-- The task --
Output the line that contains "Query: white water spray", then every line beneath it through the end of the records, exactly as given and with no other lines.

[Image-grounded pointing data]
--------------------
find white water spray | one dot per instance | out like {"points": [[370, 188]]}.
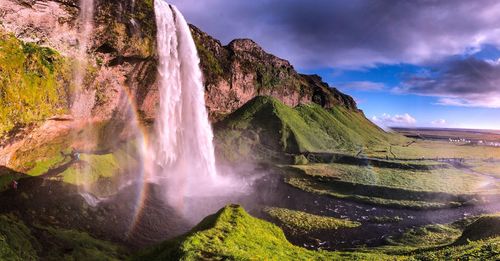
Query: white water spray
{"points": [[183, 153]]}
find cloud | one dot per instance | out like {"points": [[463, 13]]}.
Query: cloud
{"points": [[468, 82], [352, 34], [440, 122], [362, 86], [386, 120]]}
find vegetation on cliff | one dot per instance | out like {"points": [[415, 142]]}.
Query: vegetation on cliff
--------------------
-- Exercise output --
Query: white water spray
{"points": [[183, 153]]}
find cloud | one dot per instance | out like {"points": [[463, 13]]}.
Query: cloud
{"points": [[468, 82], [352, 34], [440, 122], [362, 86], [386, 120]]}
find vegetation on cliff | one dot per instance | out like {"points": [[415, 142]]}.
Query: vegetation on cliff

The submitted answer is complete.